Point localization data

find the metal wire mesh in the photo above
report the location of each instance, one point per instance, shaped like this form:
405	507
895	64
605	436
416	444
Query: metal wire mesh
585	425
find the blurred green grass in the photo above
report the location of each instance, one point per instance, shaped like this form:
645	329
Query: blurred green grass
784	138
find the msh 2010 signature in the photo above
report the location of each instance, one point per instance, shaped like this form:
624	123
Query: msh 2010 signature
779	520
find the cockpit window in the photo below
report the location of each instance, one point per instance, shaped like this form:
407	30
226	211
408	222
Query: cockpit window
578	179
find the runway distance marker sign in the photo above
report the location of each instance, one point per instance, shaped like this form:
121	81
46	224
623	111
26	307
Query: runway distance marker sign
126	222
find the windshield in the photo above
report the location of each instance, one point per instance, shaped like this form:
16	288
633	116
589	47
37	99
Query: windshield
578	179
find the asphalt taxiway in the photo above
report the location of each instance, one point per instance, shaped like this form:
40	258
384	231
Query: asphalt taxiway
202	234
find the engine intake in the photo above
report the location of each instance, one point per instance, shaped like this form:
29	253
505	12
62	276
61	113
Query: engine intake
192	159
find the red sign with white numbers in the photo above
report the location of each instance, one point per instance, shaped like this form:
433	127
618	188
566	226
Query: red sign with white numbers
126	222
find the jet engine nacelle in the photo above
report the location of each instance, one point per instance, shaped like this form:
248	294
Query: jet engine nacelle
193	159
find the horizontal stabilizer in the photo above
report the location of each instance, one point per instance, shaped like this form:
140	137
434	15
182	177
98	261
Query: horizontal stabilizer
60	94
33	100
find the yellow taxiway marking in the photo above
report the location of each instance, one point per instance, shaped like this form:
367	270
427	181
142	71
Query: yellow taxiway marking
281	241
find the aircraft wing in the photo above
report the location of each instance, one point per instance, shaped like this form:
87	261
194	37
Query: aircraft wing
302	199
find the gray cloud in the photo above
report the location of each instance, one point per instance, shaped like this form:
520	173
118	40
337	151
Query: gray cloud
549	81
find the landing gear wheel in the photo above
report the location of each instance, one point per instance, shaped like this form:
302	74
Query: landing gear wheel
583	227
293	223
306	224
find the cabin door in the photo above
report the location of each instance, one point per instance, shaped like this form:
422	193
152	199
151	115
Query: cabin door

Problem to work on: For every line of the data above that contains "cabin", copy that line.

Result of this task:
find the cabin door in the photo above
Query: cabin door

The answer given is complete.